-- REQUIRED WORK --
List every person named in the Westtown School strategic vision text below, with the role given for each.

Westtown School is a dynamic educational community. Throughout our history, we have evolved to better support each new generation of young learners and prepare them for leadership of a more just, equitable, and peaceful future. Lighting the Way, our long-range strategic vision, captures the essentials of Westtown’s history, while highlighting three bold priorities for the years to come. Our vision builds on fundamental ideals of Friends education, centuries of spirit-led learning and growth, and our core Quaker calling to seek out and honor that of God in every person. Lighting the Way describes how we will further illuminate three vital parts of the Westtown experience: knowledge, community, and environment.
Read on to learn more; you also can find a single-page summary of Lighting the Wayhere.
Knowledge, Illuminated
To ensure that today’s Westtown students will flourish in a world marked by technological and social change, we will direct our exceptional academic program, robust co-curricular opportunities, and life-changing residential program toward the skills they will need to navigate the future, while grounding them in Quaker values and spiritual discernment.
Community, Illuminated
To empower our students to lead the world toward a just and compassionate future with joy and optimism, Westtown will deepen our ability to honor that of God in all by engaging our whole community in the task of building a need-blind, anti-bias, anti-racist, inclusive school.
Environment, Illuminated
To motivate students to actively and knowledgeably engage in the pressing need to steward our resources and care for the environment, we will model sustainable practices in our community and provide students with an inspiring campus in which to live, learn, and grow.
We will inspire learning in simple, accessible, high-quality, innovative spaces, which together create a harmonious campus aesthetic, through a balance of renewal, renovation, and new building.
For 50 years, the Center for the Living Arts has served as an artistic home for our students as they developed their creative voices. Because we are rooted in Westtown’s commitment to environmental and financial stewardship, we have chosen to build on the excellent bones of the existing structures and reimagine the Center for a new era. Westtown’s Visual and Performing Arts program is devoted to the education of a new generation of artists who are informed, empowered, collaborative, empathetic, and prepared for leadership of a better world through creative expression, and the new Center for the Living Arts will truly reflect our program’s aim and the school’s mission. Our commitment to process, collaboration, and innovation, to guiding student artists of all disciplines to realize their individual gifts, to be inspired by their beautiful surroundings and excellent faculty, and to shining their own Inner Light are the foundations of this new vision for the Center for the Living Arts.
– William Addis, Middle School Principal
Community
Nathan Bohn ’83 – Alum
We will dramatically increase diversity in each division in terms of race, ethnicity, socioeconomic status, and other facets of personal identity.
My wife and I eat dinner in the dining hall almost every night. When I scan the room, the diversity at the tables of eight is awesome and so much greater than when I was a student in the 80s. Preparing students to lead requires building cultural competency and developing an eagerness for different perspectives. That happens in and out of the classroom. The more we can have those spaces reflect the world, the better.
– Nathan Bohn ’83, Alum
Community
Marissa Colston – Upper School History Teacher
We will cultivate positive racial identity, allyship, and cultural competency, raise awareness of unconscious bias, mitigate the detrimental effects of privilege, and work towards dismantling structural racism.

-- GIVEN MATERIAL --
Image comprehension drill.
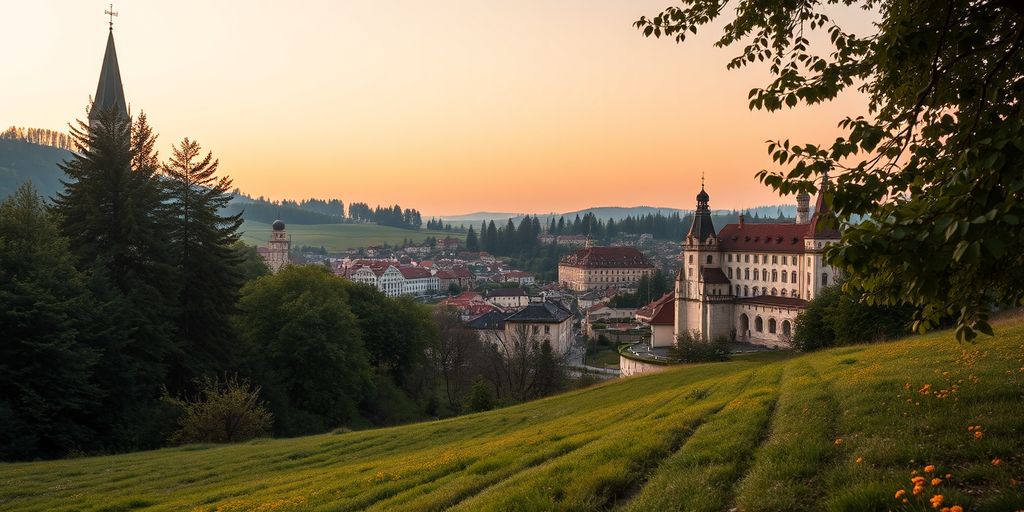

-- THE REPLY --
- William Addis, Middle School Principal
- Nathan Bohn ’83, Alum
- Marissa Colston, Upper School History Teacher